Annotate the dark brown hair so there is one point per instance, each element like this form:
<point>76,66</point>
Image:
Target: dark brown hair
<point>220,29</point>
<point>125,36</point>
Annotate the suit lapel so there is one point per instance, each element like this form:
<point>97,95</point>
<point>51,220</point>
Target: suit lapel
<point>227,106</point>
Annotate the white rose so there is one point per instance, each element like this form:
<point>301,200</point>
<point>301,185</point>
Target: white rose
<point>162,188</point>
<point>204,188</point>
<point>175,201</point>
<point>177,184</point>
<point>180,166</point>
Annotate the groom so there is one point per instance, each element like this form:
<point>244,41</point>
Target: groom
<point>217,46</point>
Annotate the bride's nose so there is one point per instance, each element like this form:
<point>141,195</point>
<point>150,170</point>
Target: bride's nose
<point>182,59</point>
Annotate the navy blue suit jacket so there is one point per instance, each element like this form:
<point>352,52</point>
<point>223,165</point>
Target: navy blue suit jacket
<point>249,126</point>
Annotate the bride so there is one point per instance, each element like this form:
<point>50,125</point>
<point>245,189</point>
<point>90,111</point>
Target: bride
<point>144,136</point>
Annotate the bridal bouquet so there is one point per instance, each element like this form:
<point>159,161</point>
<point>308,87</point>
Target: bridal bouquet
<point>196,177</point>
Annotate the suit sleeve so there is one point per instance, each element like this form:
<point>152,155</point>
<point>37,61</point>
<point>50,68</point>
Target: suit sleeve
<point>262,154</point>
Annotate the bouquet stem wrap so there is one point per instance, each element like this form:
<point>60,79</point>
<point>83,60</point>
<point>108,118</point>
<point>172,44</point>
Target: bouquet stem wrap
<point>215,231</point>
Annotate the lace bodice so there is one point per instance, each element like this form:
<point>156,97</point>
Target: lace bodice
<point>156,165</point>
════════════════════
(EXERCISE INSTRUCTIONS)
Here you need to write out the listing above exactly, from its first line to its last.

(TASK OUTPUT)
Annotate the dark brown hair so there is one point per instance, each element like this form:
<point>76,66</point>
Image:
Target: dark brown hair
<point>220,29</point>
<point>125,36</point>
Annotate the suit lapel so there is one point per instance, each element like this form:
<point>97,95</point>
<point>51,220</point>
Target: suit lapel
<point>227,106</point>
Annotate the white rose so there is one point per instance, each element like this form:
<point>301,200</point>
<point>301,185</point>
Target: white rose
<point>162,188</point>
<point>204,188</point>
<point>175,201</point>
<point>177,184</point>
<point>180,166</point>
Annotate the groom so there is one point per instance, each element like this form:
<point>244,41</point>
Target: groom
<point>217,46</point>
Annotate the bride's nose so there is one point per instance, each element like this form:
<point>141,195</point>
<point>150,170</point>
Target: bride's nose
<point>182,59</point>
Annotate the navy blue suit jacket so there is one point per instance, each element like this form:
<point>352,52</point>
<point>223,165</point>
Target: navy blue suit jacket
<point>249,126</point>
Annotate the bride so there is one point per instance, each element like this form:
<point>50,125</point>
<point>245,189</point>
<point>90,111</point>
Target: bride
<point>144,136</point>
Annotate the bridal bouquet so there is one point per instance, each element like this form:
<point>159,161</point>
<point>308,87</point>
Target: bridal bouquet
<point>196,177</point>
Annotate the suit sleeve so there is one point per instance, each element like this form:
<point>152,155</point>
<point>37,61</point>
<point>50,68</point>
Target: suit sleeve
<point>262,154</point>
Annotate the bouquet stem wrap so there is one point per instance, each element like this form:
<point>60,79</point>
<point>83,60</point>
<point>108,118</point>
<point>172,44</point>
Target: bouquet stem wrap
<point>215,231</point>
Annotate the lace bodice so there is one point per instance, each element like this form:
<point>156,97</point>
Target: lace bodice
<point>156,165</point>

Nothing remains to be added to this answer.